[INFORMATION SHOWN]:
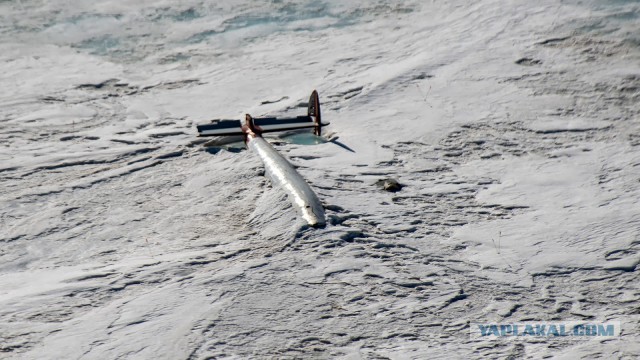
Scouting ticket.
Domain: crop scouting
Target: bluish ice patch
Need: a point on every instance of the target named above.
(618, 20)
(105, 45)
(291, 17)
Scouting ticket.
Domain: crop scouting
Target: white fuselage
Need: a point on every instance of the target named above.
(284, 175)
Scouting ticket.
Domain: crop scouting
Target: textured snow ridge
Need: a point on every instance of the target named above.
(512, 126)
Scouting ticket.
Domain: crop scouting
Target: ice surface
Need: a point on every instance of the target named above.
(512, 126)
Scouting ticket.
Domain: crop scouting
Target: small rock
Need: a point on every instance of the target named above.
(391, 185)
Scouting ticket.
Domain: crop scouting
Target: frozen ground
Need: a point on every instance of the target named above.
(514, 127)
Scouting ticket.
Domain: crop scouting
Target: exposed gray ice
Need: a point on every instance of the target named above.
(512, 127)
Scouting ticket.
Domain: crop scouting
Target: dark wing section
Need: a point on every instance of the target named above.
(220, 128)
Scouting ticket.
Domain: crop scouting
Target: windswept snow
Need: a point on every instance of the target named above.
(513, 128)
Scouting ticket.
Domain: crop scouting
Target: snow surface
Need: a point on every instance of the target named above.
(513, 127)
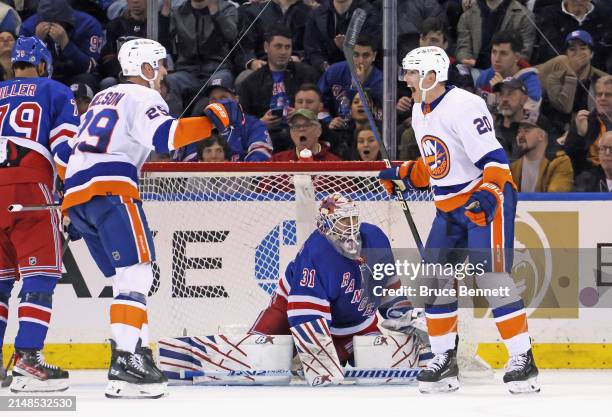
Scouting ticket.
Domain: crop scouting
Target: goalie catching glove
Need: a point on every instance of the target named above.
(402, 317)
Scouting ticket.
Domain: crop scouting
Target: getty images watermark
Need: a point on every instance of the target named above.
(407, 270)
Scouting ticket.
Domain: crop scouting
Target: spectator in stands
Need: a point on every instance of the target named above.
(557, 21)
(213, 149)
(411, 16)
(309, 97)
(73, 37)
(248, 140)
(289, 13)
(306, 132)
(10, 21)
(326, 26)
(598, 178)
(368, 148)
(7, 40)
(560, 77)
(337, 87)
(132, 22)
(482, 20)
(506, 61)
(83, 94)
(268, 92)
(543, 167)
(512, 96)
(203, 32)
(341, 134)
(582, 142)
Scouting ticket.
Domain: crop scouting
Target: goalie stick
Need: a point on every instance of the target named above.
(406, 374)
(354, 28)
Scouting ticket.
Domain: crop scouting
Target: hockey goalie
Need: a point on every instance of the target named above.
(322, 302)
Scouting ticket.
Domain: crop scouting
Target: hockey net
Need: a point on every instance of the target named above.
(224, 233)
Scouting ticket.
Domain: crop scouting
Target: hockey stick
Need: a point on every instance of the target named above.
(15, 208)
(354, 28)
(407, 375)
(8, 379)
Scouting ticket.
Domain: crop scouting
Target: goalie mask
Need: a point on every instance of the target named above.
(338, 221)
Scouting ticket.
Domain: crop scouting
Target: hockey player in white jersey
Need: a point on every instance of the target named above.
(122, 125)
(475, 198)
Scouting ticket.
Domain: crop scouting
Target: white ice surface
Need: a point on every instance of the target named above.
(575, 393)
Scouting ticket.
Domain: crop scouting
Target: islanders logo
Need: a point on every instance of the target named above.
(436, 156)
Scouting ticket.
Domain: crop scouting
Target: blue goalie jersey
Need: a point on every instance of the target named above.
(320, 282)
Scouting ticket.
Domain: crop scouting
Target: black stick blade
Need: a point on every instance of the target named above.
(355, 25)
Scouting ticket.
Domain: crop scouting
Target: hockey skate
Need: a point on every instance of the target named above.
(147, 356)
(521, 375)
(32, 374)
(441, 374)
(132, 376)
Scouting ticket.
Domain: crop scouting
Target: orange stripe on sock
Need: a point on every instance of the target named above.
(512, 327)
(142, 246)
(128, 315)
(441, 326)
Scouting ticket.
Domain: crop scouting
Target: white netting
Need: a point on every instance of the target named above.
(223, 239)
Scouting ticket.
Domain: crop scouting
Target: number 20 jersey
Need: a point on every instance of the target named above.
(120, 128)
(37, 118)
(457, 142)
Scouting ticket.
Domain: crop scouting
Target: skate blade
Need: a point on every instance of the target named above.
(30, 384)
(475, 368)
(531, 386)
(123, 389)
(449, 384)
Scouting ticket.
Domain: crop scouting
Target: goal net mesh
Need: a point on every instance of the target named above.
(223, 239)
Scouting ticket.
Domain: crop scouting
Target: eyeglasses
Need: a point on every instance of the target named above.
(301, 126)
(606, 150)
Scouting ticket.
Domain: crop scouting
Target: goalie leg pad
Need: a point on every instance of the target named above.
(317, 353)
(226, 359)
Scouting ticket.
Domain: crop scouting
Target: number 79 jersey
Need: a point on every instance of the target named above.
(457, 142)
(37, 118)
(120, 128)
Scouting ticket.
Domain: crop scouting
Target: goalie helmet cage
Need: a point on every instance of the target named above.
(225, 232)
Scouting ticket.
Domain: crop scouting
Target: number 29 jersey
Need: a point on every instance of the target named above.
(120, 128)
(37, 118)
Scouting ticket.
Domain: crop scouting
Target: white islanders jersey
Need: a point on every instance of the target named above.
(120, 128)
(457, 142)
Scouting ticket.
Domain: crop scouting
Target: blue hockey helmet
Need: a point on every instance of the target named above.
(32, 50)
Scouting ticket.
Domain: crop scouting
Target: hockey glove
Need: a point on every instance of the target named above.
(484, 203)
(225, 114)
(70, 230)
(397, 178)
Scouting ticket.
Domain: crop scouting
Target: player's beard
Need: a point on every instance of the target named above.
(349, 247)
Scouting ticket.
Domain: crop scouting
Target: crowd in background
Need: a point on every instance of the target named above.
(542, 66)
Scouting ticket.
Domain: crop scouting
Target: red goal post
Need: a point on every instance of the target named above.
(224, 232)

[PROBLEM]: Skip the pictures and transcribe the rest of the records exactly.

[TASK RESPONSE]:
Scouting ticket.
Domain: crop scouting
Target: bluish ice patch
Need: a point on every instance of the target named above.
(618, 20)
(105, 45)
(291, 17)
Scouting ticket.
Domain: crop scouting
Target: white fuselage
Need: a point on every instance of the target named above.
(284, 175)
Scouting ticket.
Domain: crop scouting
Target: textured snow ridge
Need: a point on every instance of the target named above.
(512, 126)
Scouting ticket.
Domain: crop scouting
Target: ice surface
Need: a point on every instance of the target named above.
(512, 126)
Scouting ticket.
Domain: crop scouting
Target: small rock
Need: a point on every instance of the target named above.
(391, 185)
Scouting ticket.
Domain: crop scouting
Target: frozen ground
Need: a point on every instance of the target named above.
(514, 127)
Scouting ticket.
Domain: crop scouting
Target: exposed gray ice
Need: a point on every instance of the target named above.
(512, 127)
Scouting ticket.
Domain: crop scouting
Target: dark wing section
Need: a point on every instance of the target named above.
(220, 128)
Scouting ticket.
Domain: crop scouting
Target: windswept snow
Need: a point on every instance of the target named above.
(513, 128)
Scouting ticket.
Domain: crop scouting
Target: snow surface
Need: a point on every instance of the target named above.
(513, 127)
Scouting ticket.
Domain: crop scouting
Target: goalie catching glove
Need: a point on every instance of the target named above.
(402, 317)
Scouting ticket.
Domain: crop scouting
Target: getty images watermark
Need: a point on every instance of the target named above.
(407, 270)
Scouting ticket.
Domain: crop scouting
Target: spectator in stands
Need: a point on every instance of the target named above.
(557, 21)
(213, 149)
(411, 16)
(309, 97)
(73, 37)
(248, 140)
(289, 13)
(306, 132)
(10, 21)
(326, 26)
(598, 178)
(368, 148)
(7, 40)
(560, 77)
(337, 87)
(132, 22)
(482, 20)
(506, 61)
(83, 94)
(268, 92)
(543, 167)
(512, 96)
(203, 32)
(341, 134)
(582, 142)
Scouting ticket.
Domain: crop scouting
Target: goalie stick
Need: a point on every instance of the target named above.
(406, 374)
(354, 28)
Scouting ticket.
Domain: crop scouting
Target: hockey goalie
Need: a point on every instance of the target named above.
(322, 302)
Scouting ticket.
Domain: crop scouting
Target: hockey net
Need: a point on every instance of the target named above.
(224, 233)
Scouting ticket.
Domain: crop scouting
Target: hockey stick
Need: a point on every instance of the target named above.
(15, 208)
(354, 28)
(407, 375)
(8, 379)
Scouting ticket.
Domain: crop scouting
Target: goalie mask
Need: a point on every instance of the target named above.
(338, 221)
Scouting ticket.
Domain: crop scouting
Target: hockey player in white jersey
Need: a point on every instance of the target named above.
(122, 125)
(475, 198)
Scouting ticket.
Domain: crop scouting
Target: white ice surface
Need: a point on every instance of the target named above.
(575, 393)
Scouting ticket.
Domain: crop scouting
Target: islanders logo
Need: a point on every instance of the target named above.
(436, 156)
Scouting ticket.
Domain: crop scouting
Target: blue goalie jersey
Need: a point on every instance of the target named above.
(320, 282)
Scouting ticket.
Domain: crop scouting
Target: black stick blade
Need: a point on every instance of the target named above.
(355, 25)
Scouting ticket.
Domain: crop scouting
Target: hockey skate
Need: a point on every instance of the target named above.
(147, 356)
(521, 375)
(32, 374)
(441, 374)
(132, 376)
Scouting ticket.
Domain: crop scouting
Target: orange stripe on sock
Need: a point on every instance of the target named above.
(512, 327)
(142, 246)
(128, 315)
(441, 326)
Scouting ticket.
Domain: crop scouting
Target: white netting
Need: a point on every instance of the target named above.
(223, 239)
Scouting ticket.
Domain: crop scouting
Target: number 20 jersey
Need: a point on every instance of the target named above.
(120, 128)
(37, 118)
(457, 142)
Scouting ticket.
Domain: crop scouting
Target: skate blade
Need: a point on every instance of the target named above.
(30, 384)
(475, 368)
(531, 386)
(123, 389)
(449, 384)
Scouting ticket.
Domain: crop scouting
Target: goal net mesh
Need: a point on every instance of the target named above.
(223, 239)
Scouting ticket.
Domain: crop scouting
Target: eyeglasses
Need: a point on every instance of the target named above.
(301, 126)
(606, 150)
Scouting ticket.
Domain: crop scouting
Target: goalie leg pad
Need: a point on every instance of the target named above.
(317, 353)
(226, 359)
Scouting ticket.
Domain: crop scouting
Target: number 79 jersey
Need: a point on every instance of the target named above.
(457, 142)
(37, 118)
(120, 128)
Scouting ticket.
Domain: crop scouting
Target: goalie helmet cage
Need: a point on every instance of the target named above.
(225, 232)
Scouting ticket.
Domain: crop scouting
Target: number 29 jersey
Need: a point on every instance of the target named above.
(120, 128)
(37, 118)
Scouting ticket.
Domain: crop scouting
Target: white islanders jersey
Need: a point on every instance of the target named above.
(120, 128)
(457, 142)
Scouting ticket.
Domain: crop scouting
Target: blue hockey helmet
Need: a point on every instance of the target named above.
(32, 50)
Scouting ticket.
Domain: crop scouting
Target: hockey glove
Need: a point on every instance of the target named above.
(484, 203)
(225, 114)
(70, 230)
(397, 178)
Scouting ticket.
Domain: crop scouting
Target: player's beard
Need: a point on every instance of the target named above.
(349, 247)
Scouting ticket.
Domain: crop scouting
Target: crowd in background
Need: a point on every instance of the target named above.
(542, 66)
Scouting ticket.
Domain: crop scouting
Target: red goal post
Need: a point on every instance of the target named above.
(224, 232)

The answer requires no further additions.